=== Page excerpt ===

THIS COURT ORDERS that:

1.         The motion for a stay is granted;

2.         The respondent’s release from detention is stayed until the earlier of either the determination of the Minister’s application for judicial review on the merits or the respondent’s next statutorily required detention review hearing;

3.         The application for leave is granted and the application for judicial review is deemed to have been commenced;

4.         The hearing will be held on Thursday, May 26, 2011, to commence at 9:30 a.m., at 701 West Georgia Street, 3rd Floor, in the City of Vancouver, Province of British Columbia, for a duration not exceeding three (3) hours;

a.         The record shall comprise the motion records as well as such additional documents, if any, of which the tribunal shall send certified copies to the parties and the registry of the Court on or before April 15, 2011.

b.         Further affidavits, if any, shall be served and filed by the applicant on or before Tuesday, April 19, 2011.

c.         Further affidavits, if any, shall be served and filed by the respondent on or before April 26, 2011.

d.         Cross-examination, if any, on affidavits shall be completed on or before May 2, 2011.

===

→ **Objectives**
1. Reproduce the stretch of the court order from "4.         The hearing" through "April 15, 2011.".
2. According to the court order, by what date must any cross-examination on affidavits be completed?
3. Carry the court order forward from its final line.

=== Record set ===

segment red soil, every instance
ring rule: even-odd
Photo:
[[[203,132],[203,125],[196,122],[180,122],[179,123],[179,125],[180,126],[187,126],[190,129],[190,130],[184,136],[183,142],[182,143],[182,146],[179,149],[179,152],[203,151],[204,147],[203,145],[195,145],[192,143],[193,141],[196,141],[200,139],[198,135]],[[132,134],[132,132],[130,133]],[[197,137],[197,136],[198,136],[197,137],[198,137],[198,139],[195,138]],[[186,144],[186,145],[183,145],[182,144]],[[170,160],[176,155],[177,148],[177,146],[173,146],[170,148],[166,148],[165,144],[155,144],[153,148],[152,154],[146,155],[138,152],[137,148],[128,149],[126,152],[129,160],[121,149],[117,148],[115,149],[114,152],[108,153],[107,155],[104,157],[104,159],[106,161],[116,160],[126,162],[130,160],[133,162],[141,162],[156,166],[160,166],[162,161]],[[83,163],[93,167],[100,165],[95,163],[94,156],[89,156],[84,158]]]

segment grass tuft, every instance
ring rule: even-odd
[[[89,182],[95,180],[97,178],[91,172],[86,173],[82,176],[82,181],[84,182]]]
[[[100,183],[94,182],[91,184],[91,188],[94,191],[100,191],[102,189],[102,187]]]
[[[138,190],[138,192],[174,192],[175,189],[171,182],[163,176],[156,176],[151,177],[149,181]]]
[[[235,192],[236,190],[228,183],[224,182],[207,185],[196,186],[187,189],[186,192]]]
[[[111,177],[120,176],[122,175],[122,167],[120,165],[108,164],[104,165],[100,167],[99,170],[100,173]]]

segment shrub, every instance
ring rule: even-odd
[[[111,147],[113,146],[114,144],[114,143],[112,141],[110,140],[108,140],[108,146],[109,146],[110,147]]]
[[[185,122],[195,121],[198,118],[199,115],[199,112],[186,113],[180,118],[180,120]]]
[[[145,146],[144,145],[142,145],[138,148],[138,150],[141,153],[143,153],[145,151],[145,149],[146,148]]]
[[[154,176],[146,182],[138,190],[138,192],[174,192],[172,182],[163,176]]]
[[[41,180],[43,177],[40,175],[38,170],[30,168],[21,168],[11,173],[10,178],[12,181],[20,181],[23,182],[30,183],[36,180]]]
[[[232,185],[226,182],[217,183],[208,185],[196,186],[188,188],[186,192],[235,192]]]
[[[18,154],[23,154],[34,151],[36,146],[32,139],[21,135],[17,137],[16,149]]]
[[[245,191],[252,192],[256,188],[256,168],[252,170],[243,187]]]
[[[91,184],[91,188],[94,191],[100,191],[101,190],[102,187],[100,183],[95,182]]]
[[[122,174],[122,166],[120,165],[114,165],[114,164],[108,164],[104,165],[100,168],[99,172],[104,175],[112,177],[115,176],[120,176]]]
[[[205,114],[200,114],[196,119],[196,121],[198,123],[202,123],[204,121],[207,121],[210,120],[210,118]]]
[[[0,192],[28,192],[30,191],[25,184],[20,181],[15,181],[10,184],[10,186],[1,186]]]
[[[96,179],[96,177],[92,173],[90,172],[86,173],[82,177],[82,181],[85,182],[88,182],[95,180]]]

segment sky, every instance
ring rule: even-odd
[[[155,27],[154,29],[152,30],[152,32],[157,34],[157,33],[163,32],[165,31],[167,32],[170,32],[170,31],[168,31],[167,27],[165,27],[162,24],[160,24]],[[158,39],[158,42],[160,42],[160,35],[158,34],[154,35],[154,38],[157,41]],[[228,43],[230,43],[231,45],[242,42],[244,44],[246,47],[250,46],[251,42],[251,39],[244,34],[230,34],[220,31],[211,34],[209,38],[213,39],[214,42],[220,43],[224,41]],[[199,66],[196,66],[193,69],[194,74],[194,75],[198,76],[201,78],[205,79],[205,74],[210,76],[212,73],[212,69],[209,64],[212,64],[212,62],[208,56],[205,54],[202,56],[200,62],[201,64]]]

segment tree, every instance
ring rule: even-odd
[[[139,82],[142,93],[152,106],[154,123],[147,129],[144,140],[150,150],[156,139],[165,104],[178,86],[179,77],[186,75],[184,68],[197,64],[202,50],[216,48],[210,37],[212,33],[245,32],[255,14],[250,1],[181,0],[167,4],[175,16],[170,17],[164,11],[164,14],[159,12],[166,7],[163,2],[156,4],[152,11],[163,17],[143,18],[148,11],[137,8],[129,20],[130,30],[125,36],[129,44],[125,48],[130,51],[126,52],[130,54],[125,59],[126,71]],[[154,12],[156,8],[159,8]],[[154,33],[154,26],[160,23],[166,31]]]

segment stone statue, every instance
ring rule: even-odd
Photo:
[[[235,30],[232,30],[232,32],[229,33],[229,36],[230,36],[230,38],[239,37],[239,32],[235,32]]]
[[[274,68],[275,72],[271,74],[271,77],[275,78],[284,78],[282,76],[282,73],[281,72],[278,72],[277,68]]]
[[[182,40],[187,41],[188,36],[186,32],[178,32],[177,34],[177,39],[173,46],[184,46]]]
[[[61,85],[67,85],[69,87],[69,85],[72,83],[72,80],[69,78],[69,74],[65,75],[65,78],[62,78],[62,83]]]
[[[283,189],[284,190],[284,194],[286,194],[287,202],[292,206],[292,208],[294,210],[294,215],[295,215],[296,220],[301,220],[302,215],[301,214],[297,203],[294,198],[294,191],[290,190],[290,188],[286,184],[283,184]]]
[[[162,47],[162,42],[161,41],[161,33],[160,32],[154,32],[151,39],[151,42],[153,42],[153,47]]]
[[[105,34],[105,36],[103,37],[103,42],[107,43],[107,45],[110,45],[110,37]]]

===

→ **Results of the tasks**
1.
4.         The hearing will be held on Thursday, May 26, 2011, to commence at 9:30 a.m., at 701 West Georgia Street, 3rd Floor, in the City of Vancouver, Province of British Columbia, for a duration not exceeding three (3) hours;

a.         The record shall comprise the motion records as well as such additional documents, if any, of which the tribunal shall send certified copies to the parties and the registry of the Court on or before April 15, 2011.

2. On or before May 2, 2011.

3.
e.         The applicant’s further memorandum of argument, if any, shall be served and filed on or before May 6, 2011.

f.          The respondent’s further memorandum of argument, if any, shall be served and filed on or before May 11, 2011.

g.         The transcript of cross-examinations, if any, shall be filed on or before May 11, 2011.

5.         The applicant shall serve and file a motion for a confidentiality order under Rule 151 of the Federal Courts Rules to be determined by the case management judge or the hearing judge; and

6.         Until such time as the motion for a confidentiality order is determined, the Application for Leave and for Judicial Review and all documents filed or delivered in connection therewith shall be sealed and treated as confidential.

 

 

“Sean Harrington”

Judge


FEDERAL COURT

 

SOLICITORS OF RECORD

 

 

DOCKET:                                          IMM-1832-11

 

STYLE OF CAUSE:                          MCI v. B456

 

 

 

PLACE OF HEARING:                    Vancouver, BC

 

DATE OF HEARING:                      April 6, 2011

 

 

REASONS FOR ORDER

AND ORDER:                                   HARRINGTON J.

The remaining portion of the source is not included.